- [TEXT BLOCK]:
"To be safe, we loose the chance of ever knowing" - Pocahontas
I took a look down at my paper then looked up at the congregation, took a deep breath, and repeated the words exactly as I wrote them on my paper-
"I'm home earlier than I expected from my mission on a medical release for anxiety and depression."
The words came out heavier than I expected. So much has gone into getting me to this moment, Home & happy, and it felt like the weight of it all came out in that one sentence.
In the back of my mind, my whole goal was to make the audience feel uncomfortable enough by saying those words, so that they would never ask me to speak again and hopefully write me off as some crazy RM who will one day "pull it together" and not talk about uncomfortable & vulnerable things at the pulpit.

- [GIVEN DATA]:
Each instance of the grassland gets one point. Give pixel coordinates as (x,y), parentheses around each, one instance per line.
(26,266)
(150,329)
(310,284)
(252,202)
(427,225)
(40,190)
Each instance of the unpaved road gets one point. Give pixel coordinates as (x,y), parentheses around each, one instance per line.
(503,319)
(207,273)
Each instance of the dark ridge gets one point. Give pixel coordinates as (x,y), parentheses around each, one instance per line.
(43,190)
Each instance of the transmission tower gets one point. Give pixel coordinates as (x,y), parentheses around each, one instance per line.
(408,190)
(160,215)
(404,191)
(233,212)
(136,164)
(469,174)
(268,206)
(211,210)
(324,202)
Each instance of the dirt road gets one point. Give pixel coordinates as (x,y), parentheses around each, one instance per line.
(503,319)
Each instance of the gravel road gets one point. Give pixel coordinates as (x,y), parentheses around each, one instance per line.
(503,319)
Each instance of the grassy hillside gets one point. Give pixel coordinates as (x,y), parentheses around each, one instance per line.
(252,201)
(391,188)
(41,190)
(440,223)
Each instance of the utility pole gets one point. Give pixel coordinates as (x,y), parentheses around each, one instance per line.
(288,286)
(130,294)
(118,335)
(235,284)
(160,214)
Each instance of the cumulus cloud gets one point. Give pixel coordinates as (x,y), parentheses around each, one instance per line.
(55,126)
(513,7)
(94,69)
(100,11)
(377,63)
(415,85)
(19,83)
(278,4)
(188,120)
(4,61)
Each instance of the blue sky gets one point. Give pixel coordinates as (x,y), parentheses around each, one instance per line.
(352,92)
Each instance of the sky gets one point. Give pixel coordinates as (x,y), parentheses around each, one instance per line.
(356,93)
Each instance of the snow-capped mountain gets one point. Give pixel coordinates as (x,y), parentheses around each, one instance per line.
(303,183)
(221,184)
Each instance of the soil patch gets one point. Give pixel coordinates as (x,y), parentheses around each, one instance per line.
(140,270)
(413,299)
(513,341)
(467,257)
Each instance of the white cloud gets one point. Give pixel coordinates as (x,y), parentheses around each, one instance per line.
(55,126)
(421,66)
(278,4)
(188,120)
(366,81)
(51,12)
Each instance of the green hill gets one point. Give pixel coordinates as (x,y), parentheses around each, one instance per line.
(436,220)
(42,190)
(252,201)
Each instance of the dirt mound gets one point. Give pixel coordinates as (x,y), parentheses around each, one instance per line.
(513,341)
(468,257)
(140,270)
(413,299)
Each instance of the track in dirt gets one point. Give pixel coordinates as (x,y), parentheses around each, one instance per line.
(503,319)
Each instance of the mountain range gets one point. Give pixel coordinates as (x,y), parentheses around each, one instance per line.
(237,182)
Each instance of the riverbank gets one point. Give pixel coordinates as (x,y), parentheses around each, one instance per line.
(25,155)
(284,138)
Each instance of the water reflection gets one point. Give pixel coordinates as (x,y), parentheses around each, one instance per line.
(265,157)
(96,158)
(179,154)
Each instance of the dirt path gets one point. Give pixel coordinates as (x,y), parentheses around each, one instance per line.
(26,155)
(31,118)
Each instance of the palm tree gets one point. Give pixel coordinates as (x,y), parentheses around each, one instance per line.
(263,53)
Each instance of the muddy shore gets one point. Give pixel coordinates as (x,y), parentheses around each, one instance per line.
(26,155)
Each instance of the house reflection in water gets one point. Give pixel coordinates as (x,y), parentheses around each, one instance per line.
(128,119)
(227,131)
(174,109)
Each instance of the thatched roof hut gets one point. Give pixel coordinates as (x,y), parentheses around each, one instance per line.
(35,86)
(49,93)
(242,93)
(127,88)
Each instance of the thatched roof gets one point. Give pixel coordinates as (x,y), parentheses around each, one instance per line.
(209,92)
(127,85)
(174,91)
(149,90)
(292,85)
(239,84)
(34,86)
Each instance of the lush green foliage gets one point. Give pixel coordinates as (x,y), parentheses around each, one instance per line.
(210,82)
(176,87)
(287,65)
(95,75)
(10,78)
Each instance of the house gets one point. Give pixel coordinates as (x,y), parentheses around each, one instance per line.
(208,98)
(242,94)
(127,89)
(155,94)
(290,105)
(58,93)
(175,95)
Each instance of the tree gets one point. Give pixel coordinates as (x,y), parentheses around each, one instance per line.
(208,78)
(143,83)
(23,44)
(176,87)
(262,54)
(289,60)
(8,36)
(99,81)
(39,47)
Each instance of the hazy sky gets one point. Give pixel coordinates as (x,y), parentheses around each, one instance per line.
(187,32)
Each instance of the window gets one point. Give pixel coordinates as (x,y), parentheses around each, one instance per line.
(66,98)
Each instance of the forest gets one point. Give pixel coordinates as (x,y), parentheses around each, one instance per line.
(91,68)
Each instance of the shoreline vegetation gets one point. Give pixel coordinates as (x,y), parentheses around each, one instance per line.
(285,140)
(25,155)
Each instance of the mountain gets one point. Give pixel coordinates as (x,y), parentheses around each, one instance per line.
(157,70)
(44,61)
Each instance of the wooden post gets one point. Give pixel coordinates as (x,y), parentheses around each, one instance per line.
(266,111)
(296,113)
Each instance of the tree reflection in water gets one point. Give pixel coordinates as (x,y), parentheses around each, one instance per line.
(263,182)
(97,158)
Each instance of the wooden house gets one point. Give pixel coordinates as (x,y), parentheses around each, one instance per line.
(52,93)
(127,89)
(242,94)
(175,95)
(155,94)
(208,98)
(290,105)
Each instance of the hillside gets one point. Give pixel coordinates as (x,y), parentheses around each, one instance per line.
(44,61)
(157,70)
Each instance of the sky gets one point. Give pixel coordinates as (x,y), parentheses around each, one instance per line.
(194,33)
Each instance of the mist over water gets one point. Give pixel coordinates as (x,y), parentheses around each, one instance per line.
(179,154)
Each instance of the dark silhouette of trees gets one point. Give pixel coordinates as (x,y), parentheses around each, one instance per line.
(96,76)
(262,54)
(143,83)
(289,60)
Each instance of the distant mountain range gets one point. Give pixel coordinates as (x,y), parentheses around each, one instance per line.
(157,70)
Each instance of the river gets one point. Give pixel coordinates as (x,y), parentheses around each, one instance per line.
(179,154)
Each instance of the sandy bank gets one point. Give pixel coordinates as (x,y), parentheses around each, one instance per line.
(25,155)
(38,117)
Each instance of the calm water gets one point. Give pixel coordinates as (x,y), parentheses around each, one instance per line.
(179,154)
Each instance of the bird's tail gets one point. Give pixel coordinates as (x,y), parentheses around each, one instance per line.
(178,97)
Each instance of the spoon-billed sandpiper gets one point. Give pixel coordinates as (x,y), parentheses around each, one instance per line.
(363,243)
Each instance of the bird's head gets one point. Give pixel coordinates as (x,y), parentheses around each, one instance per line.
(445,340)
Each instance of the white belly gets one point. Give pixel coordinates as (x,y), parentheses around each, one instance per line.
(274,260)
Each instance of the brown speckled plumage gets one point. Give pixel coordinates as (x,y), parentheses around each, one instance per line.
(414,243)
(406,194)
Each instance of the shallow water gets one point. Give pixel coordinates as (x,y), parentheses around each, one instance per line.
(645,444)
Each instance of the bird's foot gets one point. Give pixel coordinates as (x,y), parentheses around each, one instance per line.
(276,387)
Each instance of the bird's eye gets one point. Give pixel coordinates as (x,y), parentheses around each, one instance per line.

- [ABOUT THIS TASK]: Can you reproduce, word for word, everything in the homecoming talk from "The words came" down to "at the pulpit."? The data has no connection to the homecoming talk.

- [RESPONSE AREA]:
The words came out heavier than I expected. So much has gone into getting me to this moment, Home & happy, and it felt like the weight of it all came out in that one sentence.
In the back of my mind, my whole goal was to make the audience feel uncomfortable enough by saying those words, so that they would never ask me to speak again and hopefully write me off as some crazy RM who will one day "pull it together" and not talk about uncomfortable & vulnerable things at the pulpit.